GIVEN REQUEST
Reproduce the passage on Augustin's grief word for word, between "By degrees the" and "striking phrase.", inclusive.

Then Augustin began to weep louder, he prolonged his weeping, finding
consolation only in tears. Monnica's tenderness was restrained; in him it
was given full vent and exaggerated. At that time, the Christian moderation
was unknown to him, as well as the measure which the good taste of the
ancients prompted. He has often been compared to the most touching
geniuses, to Virgil, to Racine, who had also the gift of tears. But
Augustin's tenderness is more abandoned, and, so to speak, more romantic.
It even works up, sometimes, into an unhealthy excitement.

To be full of feeling, as Augustin was then, is not only to feel with
excessive sensitiveness the least wounds, the slightest touches of love or
hate, nor is it only to give oneself with transport; but it is especially
to take delight in the gift of oneself, to feel at the moment of full
abandonment that one is communicating with something infinitely sweet,
which already has ceased to be the creature loved. It is love for love, it
is to weep for the pleasure of tears, it is to mix with tenderness a kind
of egoism avid of experiences. Having lost his friend, Augustin loathes all
the world. He repeats: "Tears were my only comfort. I was wretched, and
my wretchedness was dear to me." And accordingly, he did not want to be
consoled. But as, little by little, the terrors of that parting subsided,
he perceived himself that he played with grief and made a joy of his
tears. "My tears," he says, "were dearer to me than my friend had been."
By degrees the friend is almost forgotten. Though Augustin may hate life
because his friend has gone, he confesses naively that he would not have
sacrificed his existence for the sake of the dead. He surmises that what
is told of Orestes and Pylades contending to die for each other is but a
fable. Ultimately, he comes to write: "Perhaps I feared to die, _lest the
other half of him whom I had loved so dearly, should perish_." He himself,
in his _Retractations_, condemns this phrase as pure rhetoric. It remains
true that what was perhaps the deepest sorrow of his life--this sorrow so
sincere and painful which had "rent and bloodied his soul"--ended with a
striking phrase.

It should be added, that in a stormy nature like his, grief, like love,
wears itself out quickly. It burns up passion and sentiment as it does
ideas. When at length he regained his calm, everything appeared drab.
Thagaste became intolerable. With his impulsive temperament, his changeable
humour, he all at once hit upon a plan: To go back to Carthage and open a
rhetoric school. Perhaps, too, the woman he loved and had abandoned there
was pressing him to return. Perhaps she told him that she was about to
become a mother. Always ready to go away, Augustin scarcely hesitated.

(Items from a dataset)
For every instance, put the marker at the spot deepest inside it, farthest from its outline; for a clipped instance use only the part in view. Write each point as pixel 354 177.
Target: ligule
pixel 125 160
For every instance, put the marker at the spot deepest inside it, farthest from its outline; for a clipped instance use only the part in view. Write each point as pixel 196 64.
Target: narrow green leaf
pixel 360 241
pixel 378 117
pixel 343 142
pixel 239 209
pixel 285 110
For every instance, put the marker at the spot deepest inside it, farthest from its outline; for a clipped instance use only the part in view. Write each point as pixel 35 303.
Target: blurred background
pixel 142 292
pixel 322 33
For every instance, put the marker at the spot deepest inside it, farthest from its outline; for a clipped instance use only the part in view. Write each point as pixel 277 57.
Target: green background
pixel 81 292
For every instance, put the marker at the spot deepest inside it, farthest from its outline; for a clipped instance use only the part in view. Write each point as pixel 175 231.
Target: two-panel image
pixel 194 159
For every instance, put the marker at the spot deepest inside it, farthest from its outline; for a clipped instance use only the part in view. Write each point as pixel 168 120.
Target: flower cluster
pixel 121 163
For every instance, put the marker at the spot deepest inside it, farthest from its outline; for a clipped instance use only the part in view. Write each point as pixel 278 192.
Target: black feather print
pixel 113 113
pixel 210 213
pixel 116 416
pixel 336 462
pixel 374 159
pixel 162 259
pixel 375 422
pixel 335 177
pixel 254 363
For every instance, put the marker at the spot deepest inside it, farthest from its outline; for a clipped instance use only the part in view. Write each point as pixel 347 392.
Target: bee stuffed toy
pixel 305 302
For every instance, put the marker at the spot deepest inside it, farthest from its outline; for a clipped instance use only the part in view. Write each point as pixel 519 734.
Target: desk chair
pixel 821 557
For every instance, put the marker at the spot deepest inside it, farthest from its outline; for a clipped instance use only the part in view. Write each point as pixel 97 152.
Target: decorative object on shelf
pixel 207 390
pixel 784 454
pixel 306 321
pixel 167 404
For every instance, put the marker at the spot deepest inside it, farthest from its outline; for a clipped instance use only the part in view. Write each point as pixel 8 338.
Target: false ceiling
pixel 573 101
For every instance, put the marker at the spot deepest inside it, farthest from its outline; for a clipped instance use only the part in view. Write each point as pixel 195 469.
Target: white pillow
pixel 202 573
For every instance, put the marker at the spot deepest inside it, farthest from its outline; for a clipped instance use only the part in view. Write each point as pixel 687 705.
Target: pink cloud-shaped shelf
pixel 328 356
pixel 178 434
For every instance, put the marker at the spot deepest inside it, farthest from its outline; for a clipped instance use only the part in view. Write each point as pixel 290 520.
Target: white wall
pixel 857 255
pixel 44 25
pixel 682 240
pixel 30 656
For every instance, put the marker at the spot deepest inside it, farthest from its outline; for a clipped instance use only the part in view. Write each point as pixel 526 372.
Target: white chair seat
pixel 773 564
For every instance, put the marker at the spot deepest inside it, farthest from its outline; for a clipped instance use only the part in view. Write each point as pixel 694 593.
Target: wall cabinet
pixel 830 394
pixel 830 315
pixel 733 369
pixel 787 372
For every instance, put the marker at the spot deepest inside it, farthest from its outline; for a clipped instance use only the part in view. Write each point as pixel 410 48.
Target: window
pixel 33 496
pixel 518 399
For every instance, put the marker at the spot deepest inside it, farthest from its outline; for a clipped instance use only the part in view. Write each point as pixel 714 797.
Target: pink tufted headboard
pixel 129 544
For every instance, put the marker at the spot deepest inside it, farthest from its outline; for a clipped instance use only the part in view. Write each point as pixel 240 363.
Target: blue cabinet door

RESPONSE
By degrees the friend is almost forgotten. Though Augustin may hate life
because his friend has gone, he confesses naively that he would not have
sacrificed his existence for the sake of the dead. He surmises that what
is told of Orestes and Pylades contending to die for each other is but a
fable. Ultimately, he comes to write: "Perhaps I feared to die, _lest the
other half of him whom I had loved so dearly, should perish_." He himself,
in his _Retractations_, condemns this phrase as pure rhetoric. It remains
true that what was perhaps the deepest sorrow of his life--this sorrow so
sincere and painful which had "rent and bloodied his soul"--ended with a
striking phrase.